- **Exercise instructions**
Images excluded, repeat each entry below exactly.
▬▬▬▬▬▬
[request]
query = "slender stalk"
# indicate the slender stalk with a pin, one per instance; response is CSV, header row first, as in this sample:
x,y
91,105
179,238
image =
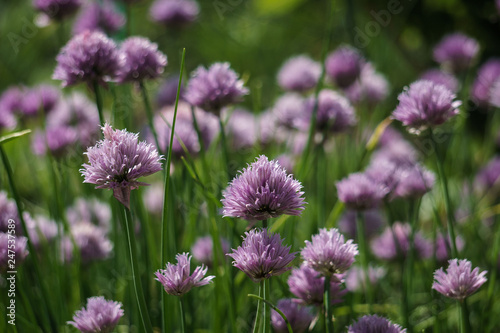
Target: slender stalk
x,y
181,312
149,113
164,227
444,182
139,293
328,308
98,102
258,315
464,314
363,247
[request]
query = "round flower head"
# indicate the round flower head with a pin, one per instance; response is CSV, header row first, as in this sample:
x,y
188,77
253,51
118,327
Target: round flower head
x,y
308,285
99,17
178,280
440,77
99,316
142,60
299,73
343,66
57,9
425,104
299,317
262,255
460,280
335,112
456,52
328,253
213,88
118,160
487,75
374,324
174,13
6,252
261,191
88,57
359,192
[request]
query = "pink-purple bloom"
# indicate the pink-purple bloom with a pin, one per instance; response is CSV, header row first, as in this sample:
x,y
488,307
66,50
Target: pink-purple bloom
x,y
344,65
456,52
88,57
261,191
262,255
143,60
374,324
425,104
328,253
178,280
213,88
460,280
100,315
308,286
174,13
118,160
298,316
360,192
299,73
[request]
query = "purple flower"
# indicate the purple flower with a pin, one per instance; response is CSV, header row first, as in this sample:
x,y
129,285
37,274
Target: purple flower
x,y
178,280
425,104
456,52
20,251
371,219
203,250
88,57
440,77
142,60
308,285
57,9
414,182
291,111
262,255
460,280
371,88
355,279
328,253
384,247
213,88
374,324
99,316
488,176
344,65
90,240
335,113
299,317
174,13
117,161
99,17
167,93
299,73
487,75
261,191
359,192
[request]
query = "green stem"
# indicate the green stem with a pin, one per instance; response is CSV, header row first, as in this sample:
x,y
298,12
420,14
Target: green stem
x,y
139,293
149,114
98,102
328,308
464,315
444,182
164,226
183,319
363,247
258,314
▬▬▬▬▬▬
- **Solution to the exercise**
[request]
query = "slender stalk"
# indicate the slender stalk with a pin, one per instance; response is CSV, header row first, as in this sample:
x,y
91,105
179,238
image =
Target: slender stalk
x,y
181,312
149,113
164,227
444,182
139,293
328,308
98,102
258,315
464,314
363,247
[request]
query = "round flower head"
# indicate the round flower head with a pin, one per instance; response is CSV, header row first, as in this sample:
x,y
188,77
253,51
118,327
Target: round flower head
x,y
308,285
99,17
178,280
440,77
99,316
142,60
299,73
343,66
57,9
425,104
299,317
262,255
460,280
335,112
456,52
328,253
213,88
118,160
487,75
374,324
174,13
6,252
261,191
88,57
359,192
[request]
query = "pink-purple bloom"
# indicate the pink-purple bloom with a pin, one per instance; response is CSV, header row first, as in this sample:
x,y
488,307
66,50
Target: pink-purple bloom
x,y
344,65
456,52
88,57
261,191
262,255
143,60
374,324
425,104
328,253
178,280
213,88
460,280
100,315
308,286
174,13
118,160
298,316
360,192
299,73
[request]
query = "purple flower"
# indicate the purple flower with a pin, one per instance; response is CSV, header row first, as in this sample:
x,y
129,285
37,274
Target: purple flower
x,y
178,280
425,104
456,52
20,251
371,219
203,250
88,57
440,77
142,60
308,285
57,9
414,182
291,111
262,255
460,280
371,88
355,279
328,253
384,247
213,88
374,324
99,316
488,176
344,65
90,240
335,113
299,317
174,13
117,161
99,17
167,93
299,73
487,75
261,191
359,192
[request]
query = "green stem"
# indicate the green stem with a pin, one per instance; response is CSV, header row first, as in this sample:
x,y
298,12
420,14
Target: green stem
x,y
139,293
149,114
98,102
328,308
464,315
444,182
164,226
183,319
363,247
258,314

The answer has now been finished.